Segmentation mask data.
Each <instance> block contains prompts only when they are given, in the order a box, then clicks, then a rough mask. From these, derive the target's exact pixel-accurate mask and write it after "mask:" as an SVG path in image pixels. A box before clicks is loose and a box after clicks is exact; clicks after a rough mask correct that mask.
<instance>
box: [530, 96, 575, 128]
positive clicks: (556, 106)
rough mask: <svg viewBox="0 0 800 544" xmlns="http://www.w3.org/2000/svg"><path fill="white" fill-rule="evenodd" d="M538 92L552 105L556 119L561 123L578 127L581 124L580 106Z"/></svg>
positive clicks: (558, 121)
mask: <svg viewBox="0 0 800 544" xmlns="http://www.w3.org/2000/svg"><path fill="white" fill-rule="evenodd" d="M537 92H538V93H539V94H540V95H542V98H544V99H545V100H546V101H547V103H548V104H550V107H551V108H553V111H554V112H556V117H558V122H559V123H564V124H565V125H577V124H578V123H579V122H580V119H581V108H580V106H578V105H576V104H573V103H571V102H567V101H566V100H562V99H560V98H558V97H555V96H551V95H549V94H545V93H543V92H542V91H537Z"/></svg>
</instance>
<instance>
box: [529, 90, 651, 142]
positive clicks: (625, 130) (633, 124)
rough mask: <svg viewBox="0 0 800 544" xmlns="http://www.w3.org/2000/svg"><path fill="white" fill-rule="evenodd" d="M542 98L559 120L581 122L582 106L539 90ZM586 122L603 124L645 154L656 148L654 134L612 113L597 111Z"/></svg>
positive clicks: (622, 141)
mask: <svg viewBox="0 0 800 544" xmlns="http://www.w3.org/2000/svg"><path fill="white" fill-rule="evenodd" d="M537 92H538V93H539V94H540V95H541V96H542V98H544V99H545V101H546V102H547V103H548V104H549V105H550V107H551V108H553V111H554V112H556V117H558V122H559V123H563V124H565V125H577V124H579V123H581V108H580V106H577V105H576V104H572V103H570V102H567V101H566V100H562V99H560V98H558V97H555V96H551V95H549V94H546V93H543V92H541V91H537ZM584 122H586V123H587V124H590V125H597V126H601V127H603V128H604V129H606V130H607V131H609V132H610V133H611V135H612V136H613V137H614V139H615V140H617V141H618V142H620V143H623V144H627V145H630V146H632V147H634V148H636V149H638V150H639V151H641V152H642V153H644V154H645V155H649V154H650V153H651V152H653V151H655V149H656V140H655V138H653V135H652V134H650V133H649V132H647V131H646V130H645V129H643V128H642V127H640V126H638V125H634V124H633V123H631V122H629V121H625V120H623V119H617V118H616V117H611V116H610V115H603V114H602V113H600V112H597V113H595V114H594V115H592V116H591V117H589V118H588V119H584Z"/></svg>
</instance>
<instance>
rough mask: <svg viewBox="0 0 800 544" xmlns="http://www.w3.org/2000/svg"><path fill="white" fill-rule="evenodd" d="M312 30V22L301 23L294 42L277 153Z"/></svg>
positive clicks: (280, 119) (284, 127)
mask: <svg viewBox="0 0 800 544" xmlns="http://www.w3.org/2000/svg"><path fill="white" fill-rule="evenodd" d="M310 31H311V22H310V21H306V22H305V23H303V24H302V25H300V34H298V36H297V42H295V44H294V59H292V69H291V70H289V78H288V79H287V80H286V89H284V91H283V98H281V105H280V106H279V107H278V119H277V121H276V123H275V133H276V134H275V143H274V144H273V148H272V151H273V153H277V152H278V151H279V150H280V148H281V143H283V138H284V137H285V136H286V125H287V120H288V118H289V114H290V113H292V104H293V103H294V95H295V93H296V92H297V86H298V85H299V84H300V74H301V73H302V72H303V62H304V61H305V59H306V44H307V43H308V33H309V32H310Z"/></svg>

What is expected. List every line of the material above that contains the word "clicks", copying each line in full.

Exercise response.
Each <instance> block contains prompts only when they are given, in the order a box, then clicks, then a rough mask. From these, derive the target's exact pixel-accurate mask and write it after "mask:" as an SVG path in image pixels. A box before clicks is loose and a box after clicks is exact; clicks after a rough mask correct that mask.
positive clicks: (556, 106)
positive clicks: (558, 121)
positive clicks: (625, 130) (633, 124)
positive clicks: (622, 141)
positive clicks: (280, 119) (284, 127)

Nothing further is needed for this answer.